**INSTRUCTION 1**
List every geographic place named in the profile of Sarah's boating life.
**INSTRUCTION 2**
In the profile of Sarah's boating life, how old was Sarah when she joined a superyacht in Majorca?
**INSTRUCTION 3**
Write the next part of the profile of Sarah's boating life, starting after its final sentence.

Some 10 years later her father was working at Tohatsu Marine where some of the mechanics owned a boat for competing in Zap Cats – the English version of Thundercats. One day a crew member was sick. Sarah, in the right place at the right time, got a ride. They won the series and she was given a permanent appointment.

She eventually took the big step of buying and driving her own Zap Cat but it’s a money-hungry venture and without the funds to do it properly she didn’t meet with the same success.


Her next adventure took place after a relationship break-up. Aged 21 she made a spontaneous decision to join a superyacht in Majorca. While the drudgery involved in stewardess work wasn’t really playing to her strengths, she spent two years at it before moving to outside jobs which suited her much better. “The boys say it’s not easier outside, but it is,” she says.

She worked stints aboard several boats of around 50m in size in the Mediterranean and the Caribbean. “I was glad I did it, it taught me a lot. I was paid to see places I could never afford to visit, but we worked 18-hour days and everyone was tired and grouchy, living together in a tiny space. It’s easy to lose your freedom and identity.”

Next up, after a period in England caring for her ill grandmother, Sarah joined a 42’ steel ketch on a journey from Trinidad to the very inland-most reaches of Venezuela.

“We made up Molotov cocktails in case we were boarded by pirates, and always made sure we off the main river before dark. We took precautions and were sensible. We may have been lucky but we didn’t have any problems,” she recalls.

“The owner usually sailed alone, but he trusted me on the helm at night. One night I fell asleep and woke up with a container ship 200m off the bow. I never told him.”

Following that trip she rejoined the superyacht world and in 2008 decided to complete her Yachtmaster’s ticket while in New Zealand. She entered the country on a one-way ticket with plans to rejoin the boat, but after five weeks decided to stay.

**DATASET EXTRACT**
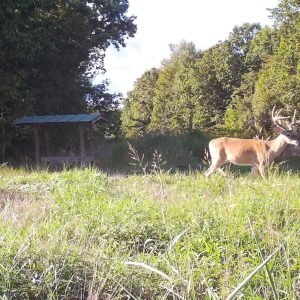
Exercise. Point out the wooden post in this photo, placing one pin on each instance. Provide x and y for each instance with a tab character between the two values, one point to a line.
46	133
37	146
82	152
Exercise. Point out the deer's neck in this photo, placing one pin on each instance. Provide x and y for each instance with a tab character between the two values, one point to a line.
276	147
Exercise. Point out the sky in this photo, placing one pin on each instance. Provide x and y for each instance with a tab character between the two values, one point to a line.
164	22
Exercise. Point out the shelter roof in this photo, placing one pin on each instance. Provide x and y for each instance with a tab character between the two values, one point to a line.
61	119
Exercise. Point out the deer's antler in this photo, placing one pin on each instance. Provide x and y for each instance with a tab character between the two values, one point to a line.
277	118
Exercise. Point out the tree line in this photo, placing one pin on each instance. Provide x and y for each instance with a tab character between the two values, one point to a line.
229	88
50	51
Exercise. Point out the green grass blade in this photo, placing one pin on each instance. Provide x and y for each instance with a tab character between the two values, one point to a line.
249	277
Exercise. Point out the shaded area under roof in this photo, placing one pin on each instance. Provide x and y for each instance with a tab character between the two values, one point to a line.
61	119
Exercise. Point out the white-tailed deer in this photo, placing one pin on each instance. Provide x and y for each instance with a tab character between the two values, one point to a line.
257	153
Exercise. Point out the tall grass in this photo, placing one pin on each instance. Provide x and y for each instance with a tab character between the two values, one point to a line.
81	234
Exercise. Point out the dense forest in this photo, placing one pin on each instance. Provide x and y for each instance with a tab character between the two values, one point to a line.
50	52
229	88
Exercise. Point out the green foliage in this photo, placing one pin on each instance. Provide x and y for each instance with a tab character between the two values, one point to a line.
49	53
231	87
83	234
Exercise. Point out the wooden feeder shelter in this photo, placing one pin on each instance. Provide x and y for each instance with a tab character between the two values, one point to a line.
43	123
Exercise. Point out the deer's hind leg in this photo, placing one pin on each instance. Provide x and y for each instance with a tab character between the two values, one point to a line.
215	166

...

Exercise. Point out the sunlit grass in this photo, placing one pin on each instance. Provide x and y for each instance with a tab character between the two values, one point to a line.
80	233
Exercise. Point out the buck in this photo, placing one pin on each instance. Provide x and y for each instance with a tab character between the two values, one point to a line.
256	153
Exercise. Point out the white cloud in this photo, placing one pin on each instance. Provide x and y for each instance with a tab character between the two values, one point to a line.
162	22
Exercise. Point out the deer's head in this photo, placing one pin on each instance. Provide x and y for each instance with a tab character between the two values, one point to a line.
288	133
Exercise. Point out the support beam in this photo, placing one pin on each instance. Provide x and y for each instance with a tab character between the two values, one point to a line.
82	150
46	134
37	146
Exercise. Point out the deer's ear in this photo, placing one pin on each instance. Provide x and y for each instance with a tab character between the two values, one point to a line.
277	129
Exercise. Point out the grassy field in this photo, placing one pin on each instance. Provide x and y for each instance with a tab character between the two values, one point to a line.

**WRITTEN REPLY 1**
Majorca, the Mediterranean, the Caribbean, England, Trinidad, Venezuela, New Zealand

**WRITTEN REPLY 2**
21

**WRITTEN REPLY 3**
She initially worked for a boating education company teaching people how to drive powerboats – something she loved doing. “It’s really sad that people will take their boat out and spend the whole time worrying about how to put it back in the berth. All boats – when you jam them into reverse – will go one way or another. If you pre-empt that, the rest happens easily. It’s about knowing what is happening and why.”

She worked aboard a charter boat, and then heard about a position at Viaduct Marina ahead of the Louis Vuitton Cup. She got the job, driving the travel lift and forklift – back in the day when the Viaduct had this marine infrastructure – and running the event comms.

Sarah was then working for what is now known as Viaduct Marina – then owned by Auckland City Council, and these days by the Council offshoot Panuku. In those days there wasn’t a Te Wero lifting bridge – the bridge changed the marina’s operations significantly.

She worked there until 2020, when the opportunity to move across to the other side of the basin, to take up a role at the marina owned by Viaduct Harbour Holdings Limited. While the operations are similar, they are very different in spirit, and Sarah is reveling in the opportunities with Viaduct Harbour.

The 36th America’s Cup has been a big feature of her working life with Viaduct Harbour and she loved seeing the precinct come alive. The 75-berth marina has been full to capacity with a large proportion of the boats heading out each day to join the spectator fleet.

On a typical day people would start loading vessels early in the morning with food and supplies – a significant logistical exercise given the lack of carparking near vessels. The less glamourous tasks – like pumping out sewage tanks – were also completed before the area filled up with people and traffic.


Once the boats left for the racecourse the team would settle in to watch the racing on screen, and to rest up for what Sarah calls the ‘intense period of re-entry’.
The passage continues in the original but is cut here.